§ SET PROBLEM
Update the lines from the one containing "young green leaf." through the end of the records by replacing "on-screen location" with "screen position", keeping everything else unchanged and leaving the pictures out of your answer.

[Begin RECORDS]

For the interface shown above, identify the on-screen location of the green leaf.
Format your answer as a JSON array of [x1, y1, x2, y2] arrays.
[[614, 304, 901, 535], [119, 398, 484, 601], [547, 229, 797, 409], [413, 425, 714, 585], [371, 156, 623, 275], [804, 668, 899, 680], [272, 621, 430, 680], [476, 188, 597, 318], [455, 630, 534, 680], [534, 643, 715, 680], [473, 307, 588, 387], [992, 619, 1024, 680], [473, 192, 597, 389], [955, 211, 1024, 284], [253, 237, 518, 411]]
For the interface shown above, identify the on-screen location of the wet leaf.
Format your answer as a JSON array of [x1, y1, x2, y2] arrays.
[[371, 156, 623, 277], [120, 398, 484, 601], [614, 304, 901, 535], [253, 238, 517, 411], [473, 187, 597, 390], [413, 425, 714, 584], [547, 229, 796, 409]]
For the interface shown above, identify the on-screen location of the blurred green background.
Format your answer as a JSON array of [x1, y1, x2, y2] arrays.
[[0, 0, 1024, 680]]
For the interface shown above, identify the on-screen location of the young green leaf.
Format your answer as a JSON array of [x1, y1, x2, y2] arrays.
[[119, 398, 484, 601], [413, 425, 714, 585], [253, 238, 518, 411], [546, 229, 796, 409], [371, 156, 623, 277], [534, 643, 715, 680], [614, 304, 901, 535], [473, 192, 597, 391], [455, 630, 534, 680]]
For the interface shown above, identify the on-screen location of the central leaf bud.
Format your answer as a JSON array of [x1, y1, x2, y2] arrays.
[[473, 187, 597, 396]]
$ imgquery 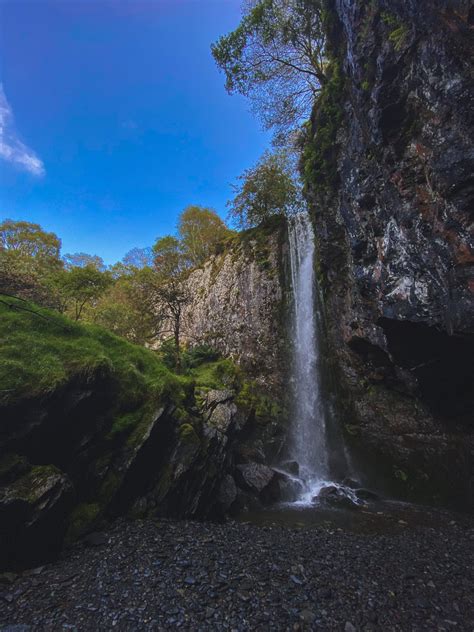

[End RECORDS]

§ FINAL RESULT
For the interface shown above, identify the screen position of the young green leaf.
Format your answer as a JSON array of [x1, y1, x2, y2] arrays.
[[119, 398, 484, 601], [413, 425, 714, 585], [253, 238, 518, 411], [546, 229, 796, 409], [371, 156, 623, 277], [534, 643, 715, 680], [614, 304, 901, 535], [473, 192, 597, 391], [455, 630, 534, 680]]
For the interface shown above, identify the screen position of the central leaf bud.
Format your answer as a JSON array of [x1, y1, x2, y2] arrays.
[[473, 187, 597, 396]]
$ imgquery 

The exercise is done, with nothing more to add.